**WHAT TO WORK ON**
Pick out each line of the listing below that contains the word "orange", and copy those lines.

**GIVEN ENTRIES**
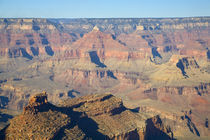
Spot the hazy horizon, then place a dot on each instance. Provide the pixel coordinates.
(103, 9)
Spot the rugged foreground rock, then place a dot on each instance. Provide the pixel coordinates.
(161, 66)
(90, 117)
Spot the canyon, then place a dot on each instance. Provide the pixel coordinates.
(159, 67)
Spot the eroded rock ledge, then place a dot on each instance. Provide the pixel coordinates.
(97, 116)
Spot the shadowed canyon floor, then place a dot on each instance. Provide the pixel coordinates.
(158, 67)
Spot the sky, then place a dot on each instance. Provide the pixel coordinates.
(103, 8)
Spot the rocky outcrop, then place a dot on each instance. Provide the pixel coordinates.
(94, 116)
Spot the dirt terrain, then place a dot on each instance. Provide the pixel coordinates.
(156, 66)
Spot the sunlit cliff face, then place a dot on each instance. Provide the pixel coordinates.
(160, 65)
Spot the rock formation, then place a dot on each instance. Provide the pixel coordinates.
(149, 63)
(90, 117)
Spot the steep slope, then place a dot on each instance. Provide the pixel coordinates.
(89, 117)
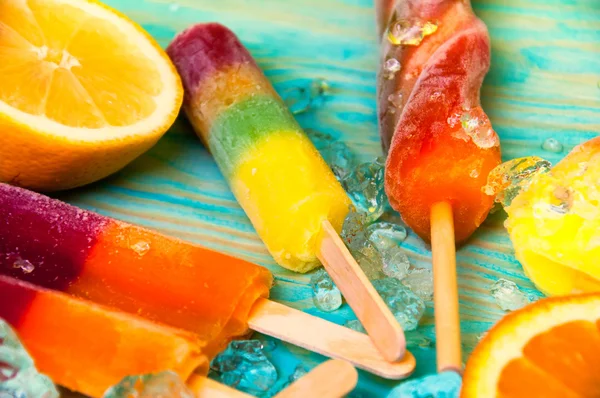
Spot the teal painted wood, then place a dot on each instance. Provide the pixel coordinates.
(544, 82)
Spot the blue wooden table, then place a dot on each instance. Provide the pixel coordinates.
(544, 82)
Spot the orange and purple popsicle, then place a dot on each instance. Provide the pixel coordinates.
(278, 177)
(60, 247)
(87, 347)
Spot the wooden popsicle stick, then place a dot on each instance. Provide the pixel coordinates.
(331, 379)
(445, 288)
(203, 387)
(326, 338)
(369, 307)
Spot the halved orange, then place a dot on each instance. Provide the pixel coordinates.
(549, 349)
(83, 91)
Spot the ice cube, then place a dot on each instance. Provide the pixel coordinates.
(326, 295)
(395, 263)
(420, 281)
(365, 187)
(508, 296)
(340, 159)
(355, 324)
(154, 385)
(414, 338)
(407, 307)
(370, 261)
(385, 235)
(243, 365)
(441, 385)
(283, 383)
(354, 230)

--

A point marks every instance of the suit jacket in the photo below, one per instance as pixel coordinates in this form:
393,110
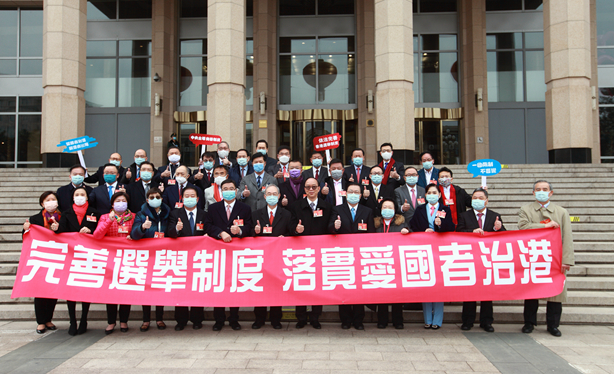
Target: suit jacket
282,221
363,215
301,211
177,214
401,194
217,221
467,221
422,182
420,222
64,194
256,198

**TASK RESULT**
Spot the orange and purple popsicle, then place a dot on each instance. Provide the pixel coordinates.
Spot the halved orange, then place a dot on each instance. Provide the pixel coordinates.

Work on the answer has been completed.